• DATA TO USE:
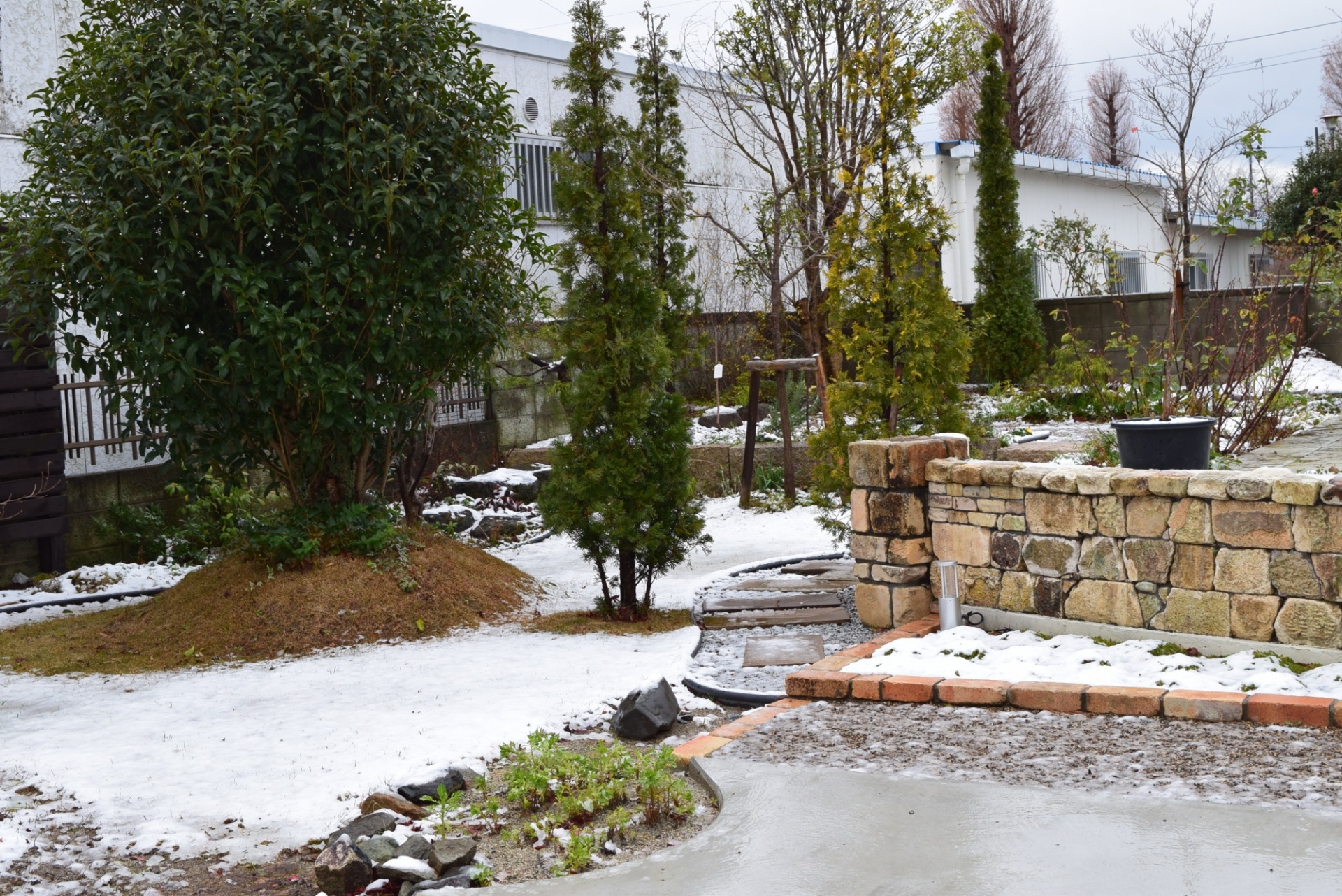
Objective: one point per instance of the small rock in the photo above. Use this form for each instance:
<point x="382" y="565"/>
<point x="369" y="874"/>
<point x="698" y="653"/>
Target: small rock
<point x="394" y="804"/>
<point x="415" y="846"/>
<point x="491" y="528"/>
<point x="726" y="419"/>
<point x="453" y="781"/>
<point x="379" y="849"/>
<point x="367" y="825"/>
<point x="455" y="518"/>
<point x="404" y="868"/>
<point x="472" y="489"/>
<point x="450" y="852"/>
<point x="341" y="868"/>
<point x="458" y="879"/>
<point x="644" y="714"/>
<point x="525" y="493"/>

• TASK BRIEF: Although the records contain pictures, return only their text, exactly as written.

• TASK ANSWER:
Objective: one point per instance of the small rock in the photo above. Use this form for each instance:
<point x="382" y="565"/>
<point x="369" y="874"/>
<point x="698" y="653"/>
Target: small rock
<point x="394" y="804"/>
<point x="415" y="846"/>
<point x="491" y="528"/>
<point x="726" y="419"/>
<point x="453" y="781"/>
<point x="379" y="849"/>
<point x="367" y="825"/>
<point x="455" y="518"/>
<point x="404" y="868"/>
<point x="472" y="489"/>
<point x="450" y="852"/>
<point x="341" y="868"/>
<point x="458" y="879"/>
<point x="644" y="714"/>
<point x="525" y="493"/>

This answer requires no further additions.